SLEEP LOSS AND BACK PAIN
For the first time, scientists at the University of California in Berkeley, have recently discovered neural ‘glitches’ in the brains of people who have not slept enough. These glitches are capable of intensifying and prolonging your pain.
You have all read about the opioid epidemic that is affecting people globally.
Sleep loss, chronic pain and opioid use (such as codeine) to try to help with that pain can all contribute to a never ending cycle – Pain leads to poor sleep leads to taking more opioid drugs to help with the pain that seems to be preventing that sleep that leads to health problems of their own. Opioids mess with you mind and can become addictive and often you keep taking them because you think they must help when really they are not! Better to address sleep deprivation than increase the strength and use of painkillers of this type.
The out come of this study in The Journal of Neuroscience 28th January 2019, is to recommend that sleep is put at the centre of patient care.
An experiment showed that the nerve endings that pick up on pain signals and decide whether they are detrimental to you are disrupted by lack of sleep. Thus the naturally occurring neural mechanisms in your brain that stimulate natural pain relief processes do not function properly. Usually when you are in pain, the brain releases dopamine which helps to relieve pain. The reduction in this activity plus increased pain sensitivity when you lack sleep both contribute to you feeling pain more acutely and for longer.
Sleep lack also slows activity in the part of the brain that evaluates pain signals coming into the brain that inform us about the context of the pain so we can prepare to respond – it the pain just an irritation or is it going to affect our proper functioning if we don’t stop it.

• [DATA TO EXAMINE]:
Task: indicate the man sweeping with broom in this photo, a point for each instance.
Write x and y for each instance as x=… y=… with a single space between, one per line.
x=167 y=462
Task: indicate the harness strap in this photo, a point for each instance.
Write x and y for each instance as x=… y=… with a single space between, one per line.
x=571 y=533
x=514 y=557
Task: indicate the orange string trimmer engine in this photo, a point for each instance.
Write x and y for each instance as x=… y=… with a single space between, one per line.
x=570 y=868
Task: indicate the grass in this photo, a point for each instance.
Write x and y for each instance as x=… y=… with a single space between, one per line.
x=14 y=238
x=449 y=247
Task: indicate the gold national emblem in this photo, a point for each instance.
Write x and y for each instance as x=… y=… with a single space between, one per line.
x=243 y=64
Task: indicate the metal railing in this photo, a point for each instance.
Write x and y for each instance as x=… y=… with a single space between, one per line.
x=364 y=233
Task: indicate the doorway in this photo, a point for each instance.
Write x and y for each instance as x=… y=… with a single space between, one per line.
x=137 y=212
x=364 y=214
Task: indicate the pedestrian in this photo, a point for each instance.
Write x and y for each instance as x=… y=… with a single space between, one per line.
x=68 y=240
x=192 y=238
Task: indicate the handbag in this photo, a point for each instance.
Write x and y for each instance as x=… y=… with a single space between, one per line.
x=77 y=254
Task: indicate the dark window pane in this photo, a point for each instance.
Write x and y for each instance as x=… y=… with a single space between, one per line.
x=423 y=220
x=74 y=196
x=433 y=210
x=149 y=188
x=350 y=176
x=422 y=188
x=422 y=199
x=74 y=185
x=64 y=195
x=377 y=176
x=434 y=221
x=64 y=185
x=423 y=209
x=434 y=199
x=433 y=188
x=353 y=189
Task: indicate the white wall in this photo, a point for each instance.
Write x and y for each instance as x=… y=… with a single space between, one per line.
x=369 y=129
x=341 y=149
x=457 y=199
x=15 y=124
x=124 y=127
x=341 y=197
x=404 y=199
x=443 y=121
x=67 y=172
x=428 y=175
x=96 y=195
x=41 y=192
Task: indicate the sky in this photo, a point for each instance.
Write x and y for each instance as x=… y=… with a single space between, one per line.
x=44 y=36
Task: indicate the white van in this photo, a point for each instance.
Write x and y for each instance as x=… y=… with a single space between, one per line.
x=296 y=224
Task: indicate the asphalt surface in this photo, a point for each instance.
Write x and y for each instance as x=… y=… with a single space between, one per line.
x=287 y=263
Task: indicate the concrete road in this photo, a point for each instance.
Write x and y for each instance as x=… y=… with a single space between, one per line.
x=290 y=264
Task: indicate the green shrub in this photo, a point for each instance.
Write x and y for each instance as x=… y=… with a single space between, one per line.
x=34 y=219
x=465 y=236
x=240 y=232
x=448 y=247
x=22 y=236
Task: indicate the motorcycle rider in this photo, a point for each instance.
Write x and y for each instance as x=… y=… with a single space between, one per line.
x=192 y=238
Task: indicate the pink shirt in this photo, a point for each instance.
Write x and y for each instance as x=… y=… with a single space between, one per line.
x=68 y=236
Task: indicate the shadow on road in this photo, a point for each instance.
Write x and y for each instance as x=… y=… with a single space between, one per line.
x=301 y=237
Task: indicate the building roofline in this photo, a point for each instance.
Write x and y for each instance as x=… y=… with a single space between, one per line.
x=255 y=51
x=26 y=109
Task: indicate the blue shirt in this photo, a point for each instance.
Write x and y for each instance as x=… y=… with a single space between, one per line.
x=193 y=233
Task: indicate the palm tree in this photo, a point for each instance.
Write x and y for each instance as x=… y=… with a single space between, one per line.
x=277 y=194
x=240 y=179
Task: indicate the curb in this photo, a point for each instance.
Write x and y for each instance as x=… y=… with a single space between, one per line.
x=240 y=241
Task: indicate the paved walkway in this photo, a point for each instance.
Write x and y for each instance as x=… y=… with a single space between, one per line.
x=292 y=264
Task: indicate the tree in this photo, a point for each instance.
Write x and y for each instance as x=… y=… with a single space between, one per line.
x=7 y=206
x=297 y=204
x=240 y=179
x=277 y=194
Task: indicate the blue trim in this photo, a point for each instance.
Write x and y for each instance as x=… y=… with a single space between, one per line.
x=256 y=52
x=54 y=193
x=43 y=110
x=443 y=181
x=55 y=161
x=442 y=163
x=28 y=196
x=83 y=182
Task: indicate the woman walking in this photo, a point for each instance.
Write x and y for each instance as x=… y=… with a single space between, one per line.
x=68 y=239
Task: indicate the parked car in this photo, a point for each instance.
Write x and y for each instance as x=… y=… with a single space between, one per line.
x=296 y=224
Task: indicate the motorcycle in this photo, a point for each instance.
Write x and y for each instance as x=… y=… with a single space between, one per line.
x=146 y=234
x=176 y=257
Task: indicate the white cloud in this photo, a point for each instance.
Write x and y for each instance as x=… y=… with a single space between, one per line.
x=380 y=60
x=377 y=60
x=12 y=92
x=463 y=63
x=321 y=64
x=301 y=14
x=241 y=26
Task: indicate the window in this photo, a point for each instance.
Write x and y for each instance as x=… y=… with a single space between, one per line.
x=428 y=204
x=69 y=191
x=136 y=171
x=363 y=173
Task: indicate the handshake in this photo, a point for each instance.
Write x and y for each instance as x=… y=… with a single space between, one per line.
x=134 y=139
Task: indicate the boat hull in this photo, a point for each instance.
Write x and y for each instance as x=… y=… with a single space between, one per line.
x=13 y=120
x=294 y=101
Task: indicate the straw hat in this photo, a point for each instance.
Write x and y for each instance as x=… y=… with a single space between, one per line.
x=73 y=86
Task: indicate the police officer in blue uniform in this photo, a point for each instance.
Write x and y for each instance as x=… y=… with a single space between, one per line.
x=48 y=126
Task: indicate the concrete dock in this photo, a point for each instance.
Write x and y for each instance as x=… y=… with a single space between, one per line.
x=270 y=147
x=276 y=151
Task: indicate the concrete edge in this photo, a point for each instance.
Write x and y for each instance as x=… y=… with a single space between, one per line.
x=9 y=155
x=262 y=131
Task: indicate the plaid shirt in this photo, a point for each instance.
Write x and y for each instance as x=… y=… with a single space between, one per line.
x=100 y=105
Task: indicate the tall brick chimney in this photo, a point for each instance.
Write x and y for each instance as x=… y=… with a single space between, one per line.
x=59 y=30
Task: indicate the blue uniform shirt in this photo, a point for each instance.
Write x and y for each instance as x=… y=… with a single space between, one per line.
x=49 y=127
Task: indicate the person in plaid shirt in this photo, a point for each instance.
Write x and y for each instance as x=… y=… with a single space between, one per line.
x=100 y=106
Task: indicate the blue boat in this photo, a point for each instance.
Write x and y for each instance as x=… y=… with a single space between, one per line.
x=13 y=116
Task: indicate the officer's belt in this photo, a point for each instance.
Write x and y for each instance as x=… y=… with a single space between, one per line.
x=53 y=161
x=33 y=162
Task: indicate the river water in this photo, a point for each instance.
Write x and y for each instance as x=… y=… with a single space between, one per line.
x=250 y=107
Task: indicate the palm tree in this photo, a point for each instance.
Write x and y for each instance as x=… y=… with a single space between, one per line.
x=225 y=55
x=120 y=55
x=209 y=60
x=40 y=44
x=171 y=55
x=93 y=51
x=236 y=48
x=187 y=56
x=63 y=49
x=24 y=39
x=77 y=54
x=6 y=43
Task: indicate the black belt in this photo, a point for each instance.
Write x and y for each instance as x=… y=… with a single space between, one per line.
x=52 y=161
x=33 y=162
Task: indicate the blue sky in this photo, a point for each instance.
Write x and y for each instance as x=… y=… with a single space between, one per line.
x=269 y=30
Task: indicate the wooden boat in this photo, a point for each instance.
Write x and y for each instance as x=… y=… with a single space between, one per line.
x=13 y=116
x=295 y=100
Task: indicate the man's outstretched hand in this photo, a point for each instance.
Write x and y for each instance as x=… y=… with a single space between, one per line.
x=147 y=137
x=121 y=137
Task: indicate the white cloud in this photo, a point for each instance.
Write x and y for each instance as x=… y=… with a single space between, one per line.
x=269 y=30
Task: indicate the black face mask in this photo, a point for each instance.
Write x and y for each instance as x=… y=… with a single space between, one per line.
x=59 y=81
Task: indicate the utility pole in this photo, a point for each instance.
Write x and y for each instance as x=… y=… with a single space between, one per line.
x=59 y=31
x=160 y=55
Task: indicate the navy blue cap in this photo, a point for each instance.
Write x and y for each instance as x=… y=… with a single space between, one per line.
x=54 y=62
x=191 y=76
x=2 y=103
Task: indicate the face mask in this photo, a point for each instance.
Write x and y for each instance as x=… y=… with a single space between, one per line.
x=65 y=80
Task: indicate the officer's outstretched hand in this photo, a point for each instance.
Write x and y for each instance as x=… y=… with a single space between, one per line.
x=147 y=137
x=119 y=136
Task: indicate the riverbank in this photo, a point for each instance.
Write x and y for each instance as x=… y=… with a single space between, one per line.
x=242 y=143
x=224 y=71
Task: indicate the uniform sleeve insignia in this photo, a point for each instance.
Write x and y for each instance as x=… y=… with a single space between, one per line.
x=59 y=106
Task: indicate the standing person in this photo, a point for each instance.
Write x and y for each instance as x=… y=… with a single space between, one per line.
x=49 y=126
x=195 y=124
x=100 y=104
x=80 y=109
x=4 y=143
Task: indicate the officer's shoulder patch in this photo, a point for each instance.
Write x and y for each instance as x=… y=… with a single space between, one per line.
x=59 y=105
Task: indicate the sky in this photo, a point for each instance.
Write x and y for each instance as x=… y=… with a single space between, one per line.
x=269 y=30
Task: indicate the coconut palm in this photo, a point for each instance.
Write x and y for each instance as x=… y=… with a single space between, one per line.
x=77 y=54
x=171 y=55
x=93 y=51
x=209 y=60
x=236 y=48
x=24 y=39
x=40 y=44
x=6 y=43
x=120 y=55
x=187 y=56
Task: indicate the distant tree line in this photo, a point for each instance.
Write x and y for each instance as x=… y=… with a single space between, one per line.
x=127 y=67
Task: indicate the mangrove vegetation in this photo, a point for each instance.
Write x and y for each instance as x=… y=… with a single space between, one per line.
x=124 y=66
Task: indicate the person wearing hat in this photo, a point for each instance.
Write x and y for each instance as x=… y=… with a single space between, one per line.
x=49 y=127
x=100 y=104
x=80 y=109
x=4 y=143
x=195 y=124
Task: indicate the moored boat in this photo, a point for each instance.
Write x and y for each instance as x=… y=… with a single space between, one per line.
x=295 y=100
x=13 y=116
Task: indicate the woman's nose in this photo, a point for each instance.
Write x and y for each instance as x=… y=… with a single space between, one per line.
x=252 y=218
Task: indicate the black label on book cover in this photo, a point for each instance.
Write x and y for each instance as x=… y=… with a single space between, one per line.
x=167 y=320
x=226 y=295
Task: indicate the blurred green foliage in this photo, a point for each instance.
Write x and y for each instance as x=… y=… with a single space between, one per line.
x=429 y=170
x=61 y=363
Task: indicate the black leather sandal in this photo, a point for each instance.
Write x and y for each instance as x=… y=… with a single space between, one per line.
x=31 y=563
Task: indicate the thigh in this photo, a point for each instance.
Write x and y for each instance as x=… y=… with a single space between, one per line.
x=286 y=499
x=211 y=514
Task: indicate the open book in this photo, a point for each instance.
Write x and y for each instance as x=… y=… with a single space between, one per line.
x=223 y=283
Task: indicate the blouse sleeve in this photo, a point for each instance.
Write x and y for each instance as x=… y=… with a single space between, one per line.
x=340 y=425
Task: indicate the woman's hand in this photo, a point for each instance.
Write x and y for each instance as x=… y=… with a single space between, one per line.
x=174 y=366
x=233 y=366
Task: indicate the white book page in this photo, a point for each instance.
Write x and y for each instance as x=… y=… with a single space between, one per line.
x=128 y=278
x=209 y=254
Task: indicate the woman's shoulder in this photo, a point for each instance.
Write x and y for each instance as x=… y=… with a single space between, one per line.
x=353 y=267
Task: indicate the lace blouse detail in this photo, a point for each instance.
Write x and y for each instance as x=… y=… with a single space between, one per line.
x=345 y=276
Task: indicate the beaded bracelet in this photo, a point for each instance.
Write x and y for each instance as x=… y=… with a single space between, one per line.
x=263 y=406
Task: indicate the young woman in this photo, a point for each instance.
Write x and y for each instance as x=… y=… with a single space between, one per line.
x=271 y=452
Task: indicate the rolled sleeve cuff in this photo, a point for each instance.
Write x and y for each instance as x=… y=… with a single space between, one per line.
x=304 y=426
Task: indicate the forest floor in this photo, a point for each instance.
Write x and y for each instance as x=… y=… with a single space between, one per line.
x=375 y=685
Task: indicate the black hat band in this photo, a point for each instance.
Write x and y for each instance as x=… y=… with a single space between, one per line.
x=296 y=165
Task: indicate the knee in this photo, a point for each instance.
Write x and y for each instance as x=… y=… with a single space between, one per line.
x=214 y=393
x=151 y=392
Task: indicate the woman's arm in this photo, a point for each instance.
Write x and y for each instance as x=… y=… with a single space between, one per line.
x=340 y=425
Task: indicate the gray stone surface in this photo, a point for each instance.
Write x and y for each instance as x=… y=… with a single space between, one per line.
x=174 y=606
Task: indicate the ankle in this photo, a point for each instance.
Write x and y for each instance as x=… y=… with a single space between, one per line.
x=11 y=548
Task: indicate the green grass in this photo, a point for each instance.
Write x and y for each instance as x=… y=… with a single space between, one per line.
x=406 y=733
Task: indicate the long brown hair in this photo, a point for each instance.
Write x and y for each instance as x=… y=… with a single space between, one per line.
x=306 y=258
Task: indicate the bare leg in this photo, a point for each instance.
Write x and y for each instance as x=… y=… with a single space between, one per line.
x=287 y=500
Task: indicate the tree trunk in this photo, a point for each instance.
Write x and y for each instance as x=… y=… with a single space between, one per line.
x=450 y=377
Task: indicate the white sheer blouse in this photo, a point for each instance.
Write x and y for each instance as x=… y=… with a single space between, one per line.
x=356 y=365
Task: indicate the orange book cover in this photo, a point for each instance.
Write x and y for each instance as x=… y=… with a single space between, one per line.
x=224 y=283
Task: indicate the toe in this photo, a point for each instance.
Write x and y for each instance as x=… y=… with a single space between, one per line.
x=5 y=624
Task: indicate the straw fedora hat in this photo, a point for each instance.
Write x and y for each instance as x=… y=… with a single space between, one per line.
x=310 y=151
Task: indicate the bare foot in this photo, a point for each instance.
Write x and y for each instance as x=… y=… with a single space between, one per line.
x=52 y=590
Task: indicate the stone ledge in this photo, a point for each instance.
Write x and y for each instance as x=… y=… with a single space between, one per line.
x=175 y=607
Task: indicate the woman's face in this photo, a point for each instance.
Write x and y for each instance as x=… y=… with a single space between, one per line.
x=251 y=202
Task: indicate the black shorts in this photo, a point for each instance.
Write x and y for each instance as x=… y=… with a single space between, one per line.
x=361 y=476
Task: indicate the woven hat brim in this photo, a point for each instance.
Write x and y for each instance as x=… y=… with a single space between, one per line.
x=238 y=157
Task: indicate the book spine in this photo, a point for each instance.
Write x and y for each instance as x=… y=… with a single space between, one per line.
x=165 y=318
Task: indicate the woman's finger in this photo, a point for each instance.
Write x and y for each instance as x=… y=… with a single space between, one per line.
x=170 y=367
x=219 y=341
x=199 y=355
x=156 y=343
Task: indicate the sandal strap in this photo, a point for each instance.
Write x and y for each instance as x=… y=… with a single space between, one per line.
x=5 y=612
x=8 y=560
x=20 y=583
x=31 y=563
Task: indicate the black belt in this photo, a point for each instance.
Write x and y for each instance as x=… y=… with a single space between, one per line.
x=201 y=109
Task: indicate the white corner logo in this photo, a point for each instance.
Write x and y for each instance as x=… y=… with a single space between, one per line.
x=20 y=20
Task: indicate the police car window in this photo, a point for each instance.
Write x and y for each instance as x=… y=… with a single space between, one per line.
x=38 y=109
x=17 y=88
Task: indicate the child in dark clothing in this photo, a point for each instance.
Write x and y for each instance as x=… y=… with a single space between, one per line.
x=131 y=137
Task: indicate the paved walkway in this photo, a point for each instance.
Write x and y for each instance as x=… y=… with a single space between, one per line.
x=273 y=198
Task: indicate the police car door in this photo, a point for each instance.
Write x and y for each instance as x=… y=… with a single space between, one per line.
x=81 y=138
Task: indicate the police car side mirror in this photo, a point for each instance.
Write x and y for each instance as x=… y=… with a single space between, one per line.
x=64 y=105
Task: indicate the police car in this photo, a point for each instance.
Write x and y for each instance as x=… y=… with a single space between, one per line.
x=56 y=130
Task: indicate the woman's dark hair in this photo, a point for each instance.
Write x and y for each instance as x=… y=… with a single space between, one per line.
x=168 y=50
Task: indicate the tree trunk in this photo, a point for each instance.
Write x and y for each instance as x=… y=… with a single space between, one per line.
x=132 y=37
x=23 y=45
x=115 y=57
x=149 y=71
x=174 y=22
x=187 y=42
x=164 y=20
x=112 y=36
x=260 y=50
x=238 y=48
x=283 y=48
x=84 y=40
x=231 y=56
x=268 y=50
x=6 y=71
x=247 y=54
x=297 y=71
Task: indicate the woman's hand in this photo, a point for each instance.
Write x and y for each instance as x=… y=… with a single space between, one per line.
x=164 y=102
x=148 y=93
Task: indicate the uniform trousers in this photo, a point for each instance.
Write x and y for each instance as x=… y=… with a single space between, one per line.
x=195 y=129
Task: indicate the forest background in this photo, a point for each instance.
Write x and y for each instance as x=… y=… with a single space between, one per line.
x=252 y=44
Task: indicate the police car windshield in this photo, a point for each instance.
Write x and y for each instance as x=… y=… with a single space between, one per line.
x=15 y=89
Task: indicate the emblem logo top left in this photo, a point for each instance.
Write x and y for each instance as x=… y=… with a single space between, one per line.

• [WHAT YOU WILL DO]:
- a) In the text on sleep loss and back pain, what does the brain usually release when you are in pain?
- b) Continue the text on sleep loss and back pain from where it stops.

• [RESULTS OF THE TASKS]:
- a) Dopamine, which helps to relieve pain.

- b)
Experiments that looked at over 230 people who reported their hours spent sleeping at night and related that to their day to day pain levels showed that even minor changes in sleep pattern were correlated with pain sensitivity changes. They felt pain sooner than those who had had a good night’s sleep.
If you already have pain and you lie awake at night for a while, therefore, you are more likely to feel more pain than if you had had a good night’s sleep.
When you are asleep, the brain releases a natural pain killer that can help to lower pain so you can manage it better.
So if you are in pain, try to do as much as you can to ensure that you get a good night’s sleep – simple things like making the room as dark as you can; turn off all light sources like alarm clocks or mobile phones, be warm but not too stuffy, don’t drink too close to going to bed, be relaxed when you go to bed and if you really can’t sleep, try breathing exercises and relaxation techniques but don’t lie there worrying that you can’t sleep!